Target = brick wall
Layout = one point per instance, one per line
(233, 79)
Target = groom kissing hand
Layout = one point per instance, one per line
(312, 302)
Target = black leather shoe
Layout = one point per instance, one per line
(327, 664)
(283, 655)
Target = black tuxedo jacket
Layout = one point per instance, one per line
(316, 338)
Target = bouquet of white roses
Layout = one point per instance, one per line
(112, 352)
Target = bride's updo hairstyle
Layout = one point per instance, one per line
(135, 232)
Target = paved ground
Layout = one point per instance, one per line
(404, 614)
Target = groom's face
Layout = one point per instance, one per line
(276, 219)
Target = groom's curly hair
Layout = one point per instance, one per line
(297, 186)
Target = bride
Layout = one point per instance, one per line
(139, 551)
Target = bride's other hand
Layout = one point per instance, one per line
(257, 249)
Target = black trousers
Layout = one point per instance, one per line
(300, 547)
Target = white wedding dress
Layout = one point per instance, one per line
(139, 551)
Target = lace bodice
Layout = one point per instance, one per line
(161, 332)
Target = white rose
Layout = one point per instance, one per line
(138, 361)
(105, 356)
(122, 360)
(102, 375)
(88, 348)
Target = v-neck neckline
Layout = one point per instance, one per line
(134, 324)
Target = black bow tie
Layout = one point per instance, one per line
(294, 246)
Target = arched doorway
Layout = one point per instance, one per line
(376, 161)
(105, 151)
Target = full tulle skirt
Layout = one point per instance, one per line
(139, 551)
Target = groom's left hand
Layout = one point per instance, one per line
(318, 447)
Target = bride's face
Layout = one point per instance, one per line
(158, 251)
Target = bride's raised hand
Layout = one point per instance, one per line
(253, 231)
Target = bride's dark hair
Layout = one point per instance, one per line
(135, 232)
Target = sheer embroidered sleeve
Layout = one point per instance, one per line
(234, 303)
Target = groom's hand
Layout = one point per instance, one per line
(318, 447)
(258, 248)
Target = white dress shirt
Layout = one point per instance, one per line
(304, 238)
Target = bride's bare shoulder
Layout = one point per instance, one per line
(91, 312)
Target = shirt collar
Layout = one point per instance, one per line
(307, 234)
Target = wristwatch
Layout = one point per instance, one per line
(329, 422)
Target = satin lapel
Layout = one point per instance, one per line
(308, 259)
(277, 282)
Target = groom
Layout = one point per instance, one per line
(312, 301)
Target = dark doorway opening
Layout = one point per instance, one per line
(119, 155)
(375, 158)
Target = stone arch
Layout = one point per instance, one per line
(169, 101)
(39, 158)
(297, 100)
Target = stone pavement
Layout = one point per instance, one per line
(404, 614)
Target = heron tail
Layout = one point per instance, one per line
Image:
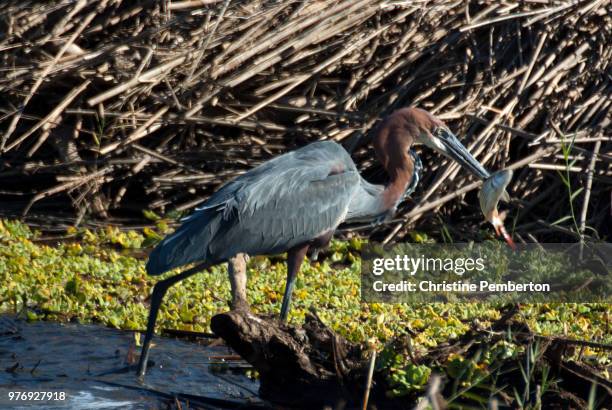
(189, 243)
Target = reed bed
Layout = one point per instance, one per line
(113, 107)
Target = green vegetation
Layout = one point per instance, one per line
(95, 277)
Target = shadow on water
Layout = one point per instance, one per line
(88, 363)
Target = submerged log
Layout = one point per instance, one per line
(303, 367)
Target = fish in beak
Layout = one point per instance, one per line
(494, 187)
(493, 190)
(445, 142)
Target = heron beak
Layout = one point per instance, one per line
(447, 143)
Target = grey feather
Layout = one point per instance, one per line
(287, 201)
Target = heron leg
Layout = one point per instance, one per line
(156, 298)
(236, 269)
(295, 257)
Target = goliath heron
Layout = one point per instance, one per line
(295, 202)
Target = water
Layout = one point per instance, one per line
(85, 362)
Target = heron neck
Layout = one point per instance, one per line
(401, 176)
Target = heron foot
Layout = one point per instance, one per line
(241, 305)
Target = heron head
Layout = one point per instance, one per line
(428, 130)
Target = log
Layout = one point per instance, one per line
(308, 366)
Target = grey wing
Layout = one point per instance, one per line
(293, 202)
(287, 201)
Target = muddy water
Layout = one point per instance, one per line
(88, 364)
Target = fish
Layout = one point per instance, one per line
(493, 190)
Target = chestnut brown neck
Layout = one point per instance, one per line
(391, 143)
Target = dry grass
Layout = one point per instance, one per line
(110, 107)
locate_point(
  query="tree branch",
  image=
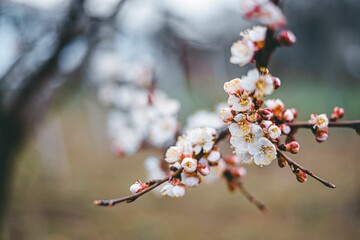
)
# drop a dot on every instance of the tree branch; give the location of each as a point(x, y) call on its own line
point(355, 124)
point(308, 172)
point(131, 198)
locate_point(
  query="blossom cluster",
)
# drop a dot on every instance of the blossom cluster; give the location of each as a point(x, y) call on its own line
point(244, 50)
point(195, 155)
point(320, 123)
point(139, 121)
point(255, 131)
point(139, 113)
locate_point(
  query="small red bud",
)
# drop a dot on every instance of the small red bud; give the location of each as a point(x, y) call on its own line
point(259, 102)
point(281, 162)
point(266, 113)
point(286, 38)
point(337, 113)
point(294, 111)
point(300, 175)
point(322, 134)
point(285, 129)
point(277, 82)
point(293, 147)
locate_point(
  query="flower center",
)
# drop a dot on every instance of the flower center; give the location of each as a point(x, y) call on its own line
point(249, 138)
point(244, 100)
point(260, 85)
point(320, 121)
point(265, 149)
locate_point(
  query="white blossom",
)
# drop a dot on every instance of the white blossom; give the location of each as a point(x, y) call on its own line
point(242, 103)
point(274, 103)
point(167, 190)
point(162, 131)
point(204, 119)
point(320, 121)
point(289, 115)
point(232, 86)
point(185, 145)
point(178, 191)
point(257, 34)
point(189, 164)
point(189, 180)
point(241, 128)
point(242, 52)
point(213, 156)
point(264, 152)
point(135, 188)
point(261, 84)
point(153, 168)
point(172, 191)
point(201, 138)
point(173, 154)
point(274, 131)
point(242, 143)
point(244, 157)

WRITTEN REQUEST -> Pictures appear in the records above. Output everything except them, exactly.

COMPLETE RESPONSE ->
Target = brick wall
Layout = one point per instance, one per line
(233, 79)
Target = groom kissing hand
Layout = one point per instance, one per line
(312, 302)
Target = black leather shoe
Layout = one point per instance, one per line
(327, 664)
(283, 655)
Target = black tuxedo jacket
Layout = one point per instance, one per line
(316, 338)
Target = bouquet of white roses
Layout = one point per instance, one per line
(112, 352)
Target = bride's updo hairstyle
Layout = one point per instance, one per line
(135, 232)
Target = paved ground
Layout = one point per instance, one per line
(404, 614)
Target = groom's face
Layout = one point per instance, one per line
(276, 219)
Target = groom's curly hair
Layout = one point per instance, one per line
(297, 186)
Target = bride
Layout = one point per instance, one per line
(139, 551)
Target = bride's other hand
Layout = one point per instance, one per line
(257, 249)
Target = black trousers
Layout = one point per instance, one per line
(300, 547)
Target = white wedding dress
Layout = one point per instance, one per line
(139, 551)
Target = lace bodice
Layout = one point per instance, one per line
(161, 332)
Target = white rose
Layout = one point per instance, one per line
(138, 361)
(105, 356)
(122, 360)
(102, 375)
(88, 348)
Target = v-neck neckline
Layout = one point per instance, one per line
(134, 324)
Target = black bow tie
Layout = one point per instance, one per line
(294, 246)
Target = arched doorway
Layout = one point per instance, one per line
(376, 161)
(105, 151)
Target = full tulle skirt
Layout = one point per instance, one per line
(139, 551)
Target = groom's left hand
Layout = one point per instance, one per line
(318, 447)
Target = bride's face
Layout = one point per instance, one per line
(158, 251)
Target = bride's raised hand
Layout = one point per instance, one per line
(253, 231)
Target = bride's dark hair
Layout = one point per instance, one per line
(135, 232)
Target = sheer embroidered sleeve
Layout = one point per instance, one per line
(234, 303)
Target = groom's hand
Layout = one point per instance, one per line
(318, 447)
(258, 248)
Target = white dress shirt
Layout = one point per instance, one per line
(304, 238)
Target = bride's bare shoulder
Layout = one point per instance, one per line
(91, 312)
Target = shirt collar
Layout = one point per instance, one per line
(307, 234)
Target = wristwatch
Layout = one point per instance, one per line
(329, 422)
Target = satin lapel
Layout = one point per instance, one per line
(308, 259)
(277, 282)
Target = groom
Layout = one point per instance, one per line
(312, 301)
Target = dark doorway opening
Layout = one point per instance, one per line
(119, 155)
(375, 158)
Target = stone arch
Layout = one point per instance, one per line
(169, 101)
(39, 158)
(297, 100)
Target = stone pavement
Layout = one point per instance, one per line
(404, 614)
Target = heron tail
Layout = one point per instance, one per line
Image:
(189, 243)
Target = reed bed
Layout = one point per instance, one per line
(113, 107)
Target = green vegetation
Layout = one point per instance, one per line
(95, 277)
Target = shadow on water
Layout = one point per instance, one per line
(88, 363)
Target = submerged log
Layout = one point per instance, one per line
(303, 367)
Target = fish in beak
Layout = one point per instance, one per line
(494, 187)
(493, 190)
(445, 142)
Target = heron beak
Layout = one point per instance, one per line
(447, 143)
Target = grey feather
Layout = one point per instance, one per line
(287, 201)
Target = heron leg
Layout = one point per instance, one per line
(156, 298)
(236, 269)
(295, 257)
Target = goliath heron
Layout = one point per instance, one per line
(295, 202)
Target = water
Layout = one point per instance, one per line
(85, 362)
Target = heron neck
Layout = one point per instance, one per line
(401, 176)
Target = heron foot
Layout = one point per instance, one per line
(241, 305)
Target = heron head
Layout = one point per instance, one per line
(428, 130)
Target = log
Layout = one point per instance, one per line
(308, 366)
Target = grey wing
Layout = one point per instance, one per line
(293, 202)
(287, 201)
Target = muddy water
Layout = one point per instance, one per line
(88, 364)
Target = fish
Layout = one point per instance, one per line
(493, 190)
Target = chestnut brown neck
Layout = one point per instance, one per line
(391, 143)
Target = dry grass
Layout = one point per instance, one per line
(110, 107)
locate_point(
  query="tree branch",
  image=
)
# drop a dot on every instance of the tree branch; give the location of each as a point(x, y) call on its own line
point(355, 124)
point(308, 172)
point(131, 198)
locate_point(
  query="blossom cluster",
)
# drop a dot on every instance of the blossom cluster; give the location of each as a point(x, y) call on its own line
point(244, 50)
point(195, 155)
point(320, 123)
point(139, 121)
point(255, 131)
point(139, 113)
locate_point(
  query="small red bud",
)
# drop a dot on every instance of the small red bud; give the location of each as a point(x, y) call on its own line
point(259, 102)
point(281, 162)
point(266, 113)
point(286, 38)
point(337, 113)
point(294, 111)
point(300, 175)
point(322, 134)
point(285, 129)
point(277, 82)
point(293, 147)
locate_point(
  query="flower center",
)
# drop a dot on every instance of the flower center; give the location of each as a point(x, y) call on its own line
point(249, 138)
point(244, 100)
point(260, 85)
point(320, 121)
point(265, 149)
locate_point(
  query="white blossom",
)
# drop a dot on every instance of the white blossom; give the location of each as a point(x, y) call on its own line
point(242, 103)
point(274, 103)
point(167, 190)
point(162, 131)
point(204, 119)
point(320, 121)
point(289, 115)
point(232, 86)
point(185, 145)
point(178, 191)
point(257, 34)
point(189, 164)
point(189, 180)
point(241, 128)
point(242, 52)
point(213, 156)
point(264, 152)
point(135, 188)
point(261, 84)
point(153, 168)
point(172, 191)
point(201, 138)
point(173, 154)
point(274, 131)
point(242, 143)
point(244, 157)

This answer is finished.